▶ [TO DO]: Type the records out again in full, exactly.

------------------------------------

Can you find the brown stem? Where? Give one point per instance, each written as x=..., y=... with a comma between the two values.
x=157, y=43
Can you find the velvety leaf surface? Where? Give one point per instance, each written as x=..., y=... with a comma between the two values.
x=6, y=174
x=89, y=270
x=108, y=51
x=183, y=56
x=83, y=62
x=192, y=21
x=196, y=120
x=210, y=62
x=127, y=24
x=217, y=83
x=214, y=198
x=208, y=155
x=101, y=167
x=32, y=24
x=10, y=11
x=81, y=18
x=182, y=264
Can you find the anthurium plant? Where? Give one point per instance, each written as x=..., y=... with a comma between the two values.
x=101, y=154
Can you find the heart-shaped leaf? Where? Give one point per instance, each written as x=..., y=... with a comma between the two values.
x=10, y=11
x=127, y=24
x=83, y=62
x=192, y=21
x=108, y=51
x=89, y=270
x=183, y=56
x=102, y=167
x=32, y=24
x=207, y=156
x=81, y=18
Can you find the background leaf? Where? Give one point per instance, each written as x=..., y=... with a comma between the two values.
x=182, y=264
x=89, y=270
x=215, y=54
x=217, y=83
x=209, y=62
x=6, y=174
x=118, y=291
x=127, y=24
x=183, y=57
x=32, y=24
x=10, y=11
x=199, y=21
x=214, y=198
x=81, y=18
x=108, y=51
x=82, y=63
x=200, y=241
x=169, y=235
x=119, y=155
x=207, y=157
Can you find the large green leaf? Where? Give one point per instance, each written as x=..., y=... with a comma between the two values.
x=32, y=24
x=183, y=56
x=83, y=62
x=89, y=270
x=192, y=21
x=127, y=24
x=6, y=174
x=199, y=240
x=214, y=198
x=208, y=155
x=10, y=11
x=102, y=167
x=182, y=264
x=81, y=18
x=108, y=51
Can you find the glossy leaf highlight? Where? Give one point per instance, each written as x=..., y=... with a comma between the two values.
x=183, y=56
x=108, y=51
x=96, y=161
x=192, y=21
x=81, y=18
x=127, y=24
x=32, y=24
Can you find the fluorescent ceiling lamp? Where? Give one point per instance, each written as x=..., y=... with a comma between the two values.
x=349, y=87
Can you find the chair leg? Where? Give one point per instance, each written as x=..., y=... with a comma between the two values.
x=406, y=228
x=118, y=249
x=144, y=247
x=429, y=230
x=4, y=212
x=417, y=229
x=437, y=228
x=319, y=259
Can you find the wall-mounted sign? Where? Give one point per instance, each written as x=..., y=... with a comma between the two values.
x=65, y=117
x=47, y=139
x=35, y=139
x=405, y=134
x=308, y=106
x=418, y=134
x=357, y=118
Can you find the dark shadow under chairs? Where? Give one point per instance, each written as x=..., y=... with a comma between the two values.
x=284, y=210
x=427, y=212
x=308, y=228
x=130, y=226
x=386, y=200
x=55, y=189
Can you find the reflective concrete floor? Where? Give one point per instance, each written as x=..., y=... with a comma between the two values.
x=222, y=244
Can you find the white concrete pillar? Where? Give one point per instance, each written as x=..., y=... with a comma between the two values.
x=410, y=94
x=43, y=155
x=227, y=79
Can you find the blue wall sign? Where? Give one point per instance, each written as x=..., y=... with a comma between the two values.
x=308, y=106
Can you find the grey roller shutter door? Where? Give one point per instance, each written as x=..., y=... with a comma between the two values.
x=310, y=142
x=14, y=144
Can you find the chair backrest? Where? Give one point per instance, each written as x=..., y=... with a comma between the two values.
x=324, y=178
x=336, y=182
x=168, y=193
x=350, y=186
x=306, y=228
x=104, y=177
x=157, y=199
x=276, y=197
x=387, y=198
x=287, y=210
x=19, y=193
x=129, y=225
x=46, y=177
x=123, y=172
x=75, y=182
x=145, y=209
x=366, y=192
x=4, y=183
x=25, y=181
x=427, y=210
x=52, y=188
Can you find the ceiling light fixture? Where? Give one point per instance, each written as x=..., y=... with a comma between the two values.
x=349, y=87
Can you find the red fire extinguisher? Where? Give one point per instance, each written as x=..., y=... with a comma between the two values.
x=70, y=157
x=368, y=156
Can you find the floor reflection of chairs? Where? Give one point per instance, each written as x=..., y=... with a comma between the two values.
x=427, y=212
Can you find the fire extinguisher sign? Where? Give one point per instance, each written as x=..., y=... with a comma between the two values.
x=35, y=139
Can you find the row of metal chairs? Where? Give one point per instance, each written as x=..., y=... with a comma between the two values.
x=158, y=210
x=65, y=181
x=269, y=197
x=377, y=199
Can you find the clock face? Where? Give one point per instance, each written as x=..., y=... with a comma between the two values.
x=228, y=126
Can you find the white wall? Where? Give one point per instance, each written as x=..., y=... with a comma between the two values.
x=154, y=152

------------------------------------

▶ [EXERCISE SOLUTION]:
Can you find the brown stem? Where? Give one point per instance, each written as x=..., y=... with a comma between the two values.
x=157, y=43
Can you find the velvety leaf surface? Where? Give one point per instance, each written as x=..., y=... with a comma between the two values.
x=6, y=174
x=89, y=270
x=108, y=51
x=183, y=56
x=83, y=62
x=192, y=21
x=196, y=120
x=210, y=62
x=127, y=24
x=217, y=83
x=214, y=198
x=208, y=155
x=101, y=167
x=32, y=24
x=10, y=11
x=81, y=18
x=182, y=264
Can you find the anthurium plant? Where? Give one point per instance, each written as x=..., y=... with a comma between the two values.
x=101, y=154
Can you find the heart-shaped leaf? Where? Give one point per instance, each written as x=..., y=... with a comma between the two values.
x=10, y=11
x=127, y=24
x=83, y=62
x=192, y=21
x=108, y=51
x=89, y=270
x=183, y=56
x=102, y=167
x=32, y=24
x=207, y=156
x=81, y=18
Can you find the background leaf? Where? Give one point per instance, each written as x=..., y=... with a comma between the two values.
x=182, y=264
x=89, y=270
x=215, y=54
x=217, y=83
x=209, y=62
x=6, y=174
x=118, y=291
x=127, y=24
x=183, y=57
x=32, y=24
x=10, y=11
x=199, y=21
x=214, y=198
x=81, y=18
x=108, y=51
x=82, y=63
x=200, y=241
x=169, y=235
x=119, y=155
x=207, y=157
Can you find the large green leaf? Where? Give one point per instance, each written as x=..., y=... with a comma between the two values.
x=32, y=24
x=183, y=56
x=83, y=62
x=89, y=270
x=192, y=21
x=127, y=24
x=6, y=174
x=199, y=240
x=214, y=198
x=208, y=155
x=10, y=11
x=102, y=167
x=182, y=264
x=81, y=18
x=108, y=51
Can you find the glossy leaf highlight? Where? Give one point per instance, each written as x=..., y=... with a comma between the two values.
x=183, y=56
x=108, y=51
x=96, y=161
x=192, y=21
x=81, y=18
x=127, y=24
x=32, y=24
Can you find the fluorescent ceiling lamp? Where? Give one point per instance, each written as x=..., y=... with a comma between the two values.
x=349, y=87
Can you find the chair leg? Where? Give one point per instance, each written as x=..., y=... with a comma between the two values.
x=406, y=228
x=118, y=249
x=144, y=247
x=429, y=230
x=4, y=212
x=417, y=229
x=437, y=228
x=319, y=259
Can you find the wall-mounted sign? Where? Give one point per instance, each written as x=..., y=... with a comma between the two values.
x=65, y=117
x=47, y=139
x=35, y=139
x=405, y=134
x=308, y=106
x=418, y=134
x=357, y=118
Can you find the dark shadow under chairs? Where? Give one point per instance, each written as x=..., y=... with a comma between the two values.
x=284, y=210
x=427, y=212
x=308, y=228
x=130, y=226
x=386, y=200
x=55, y=189
Can you find the reflective concrete floor? Where? Give one point per instance, each written as x=..., y=... with a comma between the two values.
x=222, y=244
Can you find the white concrete pillar? Where? Give one point per instance, each written as x=..., y=... with a comma between the two values.
x=410, y=94
x=43, y=155
x=227, y=79
Can you find the blue wall sign? Where? Give one point per instance, each written as x=..., y=... with a comma between the two values.
x=308, y=106
Can you find the grey roller shutter door? Where? Give one point per instance, each written as x=..., y=... with a comma between the two values.
x=310, y=142
x=14, y=144
Can you find the chair backrest? Where? Give one point per instance, each written as x=..., y=... with a comma between the two values.
x=324, y=178
x=336, y=182
x=168, y=193
x=350, y=186
x=306, y=228
x=104, y=177
x=157, y=199
x=276, y=197
x=387, y=198
x=287, y=210
x=19, y=193
x=129, y=225
x=46, y=177
x=123, y=172
x=75, y=182
x=145, y=209
x=366, y=192
x=4, y=183
x=25, y=181
x=427, y=210
x=52, y=188
Can you find the ceiling light fixture? Where? Give one point per instance, each written as x=..., y=... with a comma between the two values.
x=349, y=87
Can you find the red fire extinguisher? Where? Give one point per instance, each written as x=..., y=... with a comma between the two values.
x=70, y=157
x=368, y=156
Can you find the floor reflection of chairs? Where? Give one point per instance, each written as x=..., y=... with a comma between the two values.
x=427, y=212
Can you find the fire extinguisher sign? Where? Give one point per instance, each written as x=..., y=... with a comma between the two values.
x=35, y=139
Can you find the row of metal chairs? Where? Give one point per instance, each written as x=..., y=... with a comma between the two values.
x=158, y=210
x=65, y=181
x=269, y=197
x=377, y=199
Can you find the clock face? Where? Give one point per instance, each written as x=..., y=... with a comma between the two values.
x=228, y=126
Can you find the white wall? Where? Give one point per instance, each written as x=..., y=... with a comma between the two values.
x=154, y=152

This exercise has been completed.